→ **Document text**:
-.-.-

This malicious mirror is placed in a strategic location, perched on an angle on the wall behind the toilet. What it reveals, as I stand to relieve myself, is an expanding bare patch on the top of my head.

As we all know, it's hard to see, without some great effort and ingenuity, what's going on up there.

As I prepare myself for each working day, carefully combing my hair in an effort to combat the receding front on my forehead, I am oblivious to what's going on up there on the crown. It's an area of the head that only a carefully place mirror can reveal.

While spending time at dad's over the holidays, I had the opportunity to be reminded once again that the flowing curly locks of my youth have left for greener pastures.

I guess I should feel fortunate my hair stuck around as long as it did.

As a teenager, I did some pretty strange things to my mane in an effort to look different from my peers.

For highlighting, I was known to use food colouring. To keep everything locked into place, I would use a concoction of sugar and water, and later, even shoe polish.

In university, I would straighten my curly hair with a flat iron, and then add gobs of gel and hair spray. What was amazing about the amount of product in my hair was that even after wearing a motorcycle helmet, it would pop back into position after I took it off.

The sugar and water was a reliable staple for styling as a teenager. The only problem was mowing the lawn on a hot summer day.

For months I couldn't figure out why flies and bees would swarm my head as I pushed the lawnmower around the yard at our family homestead. Finally I figured out why they were so attracted me.

I guess I should feel fortunate to have retained a solid mane to this point, considering the crap I put into my hair and the fact many men went bald in their 30s.

I've never been one to shave my head, as seems to be the popular style for so many men these days. My philosophy has always been that I'm keeping my locks attached to my head as long as I have them. There'll be lots of life to live when being bald is no longer a choice, but a reality.

Now that that little mirror in dad's washroom has revealed the tragic loss so nastily, I wanted to find out a little bit more about what I have to look forward to.

While some men never go bald, everyone's hair thins out over the years. Despite much research, there's little men can do to slow down or reverse hair loss or androgenetic alopecia.

-.-.-

→ **Provided records**:

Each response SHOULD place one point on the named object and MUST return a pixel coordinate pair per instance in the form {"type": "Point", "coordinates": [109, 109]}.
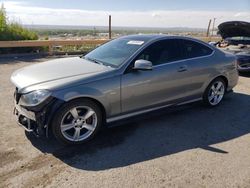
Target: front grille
{"type": "Point", "coordinates": [17, 96]}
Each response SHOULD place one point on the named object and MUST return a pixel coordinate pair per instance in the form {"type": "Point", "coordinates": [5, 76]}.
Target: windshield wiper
{"type": "Point", "coordinates": [95, 60]}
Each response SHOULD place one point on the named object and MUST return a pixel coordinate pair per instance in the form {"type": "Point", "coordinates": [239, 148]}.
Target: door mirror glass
{"type": "Point", "coordinates": [142, 64]}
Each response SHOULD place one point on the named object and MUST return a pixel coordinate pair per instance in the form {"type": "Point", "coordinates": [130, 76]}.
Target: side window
{"type": "Point", "coordinates": [162, 52]}
{"type": "Point", "coordinates": [194, 49]}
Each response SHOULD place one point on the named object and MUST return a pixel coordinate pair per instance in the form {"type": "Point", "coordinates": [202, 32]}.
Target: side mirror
{"type": "Point", "coordinates": [142, 64]}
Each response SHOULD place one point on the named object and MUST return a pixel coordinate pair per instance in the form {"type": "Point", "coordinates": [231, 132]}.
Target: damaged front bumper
{"type": "Point", "coordinates": [36, 119]}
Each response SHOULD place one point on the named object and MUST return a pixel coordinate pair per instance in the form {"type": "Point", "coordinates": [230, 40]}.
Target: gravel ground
{"type": "Point", "coordinates": [189, 146]}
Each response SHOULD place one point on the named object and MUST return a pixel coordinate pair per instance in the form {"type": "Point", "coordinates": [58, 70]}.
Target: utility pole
{"type": "Point", "coordinates": [109, 26]}
{"type": "Point", "coordinates": [208, 28]}
{"type": "Point", "coordinates": [213, 26]}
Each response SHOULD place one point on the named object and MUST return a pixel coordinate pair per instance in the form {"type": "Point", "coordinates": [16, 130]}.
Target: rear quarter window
{"type": "Point", "coordinates": [194, 49]}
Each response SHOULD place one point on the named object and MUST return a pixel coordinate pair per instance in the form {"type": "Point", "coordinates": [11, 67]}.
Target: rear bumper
{"type": "Point", "coordinates": [244, 65]}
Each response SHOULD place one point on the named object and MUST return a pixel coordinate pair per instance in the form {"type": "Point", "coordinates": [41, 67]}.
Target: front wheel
{"type": "Point", "coordinates": [215, 92]}
{"type": "Point", "coordinates": [77, 122]}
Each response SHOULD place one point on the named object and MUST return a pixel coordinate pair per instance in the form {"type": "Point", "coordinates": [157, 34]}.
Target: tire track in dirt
{"type": "Point", "coordinates": [8, 157]}
{"type": "Point", "coordinates": [33, 165]}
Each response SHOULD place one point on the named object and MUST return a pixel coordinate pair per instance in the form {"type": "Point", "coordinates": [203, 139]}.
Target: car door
{"type": "Point", "coordinates": [200, 63]}
{"type": "Point", "coordinates": [166, 83]}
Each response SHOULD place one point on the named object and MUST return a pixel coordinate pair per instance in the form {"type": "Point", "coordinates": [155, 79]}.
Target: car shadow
{"type": "Point", "coordinates": [157, 134]}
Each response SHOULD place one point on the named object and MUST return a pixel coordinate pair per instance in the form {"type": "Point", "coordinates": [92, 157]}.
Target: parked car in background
{"type": "Point", "coordinates": [128, 76]}
{"type": "Point", "coordinates": [236, 40]}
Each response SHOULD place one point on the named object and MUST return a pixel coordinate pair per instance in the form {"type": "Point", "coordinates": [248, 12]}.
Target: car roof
{"type": "Point", "coordinates": [146, 37]}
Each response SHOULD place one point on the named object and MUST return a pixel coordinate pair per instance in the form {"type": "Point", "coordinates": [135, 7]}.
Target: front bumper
{"type": "Point", "coordinates": [36, 119]}
{"type": "Point", "coordinates": [25, 118]}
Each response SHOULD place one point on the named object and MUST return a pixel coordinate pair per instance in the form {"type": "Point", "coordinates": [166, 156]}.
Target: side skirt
{"type": "Point", "coordinates": [125, 116]}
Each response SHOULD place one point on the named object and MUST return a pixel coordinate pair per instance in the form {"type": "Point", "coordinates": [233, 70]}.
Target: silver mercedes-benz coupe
{"type": "Point", "coordinates": [74, 97]}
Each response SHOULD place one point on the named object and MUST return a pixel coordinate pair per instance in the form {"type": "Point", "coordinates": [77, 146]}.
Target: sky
{"type": "Point", "coordinates": [130, 13]}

-.-.-

→ **Problems to solve**:
**A.** Decide whether each statement agrees with the essay on hair loss. Answer yes or no for each, and quote the words from the essay that settle it.
(i) As a teenager, the writer used shoe polish before switching to sugar and water to hold hair in place.
(ii) The mirror hangs on the wall behind the toilet.
(iii) In university, the writer used a flat iron to straighten curly hair.
**B.** Reproduce the passage of the essay on hair loss between "As a teenager, I" and "even shoe polish.", inclusive.

→ **Responses to the exercise**:
**A.**
(i) No: "I would use a concoction of sugar and water, and later, even shoe polish."
(ii) Yes: "perched on an angle on the wall behind the toilet"
(iii) Yes: "In university, I would straighten my curly hair with a flat iron"

**B.**
As a teenager, I did some pretty strange things to my mane in an effort to look different from my peers.

For highlighting, I was known to use food colouring. To keep everything locked into place, I would use a concoction of sugar and water, and later, even shoe polish.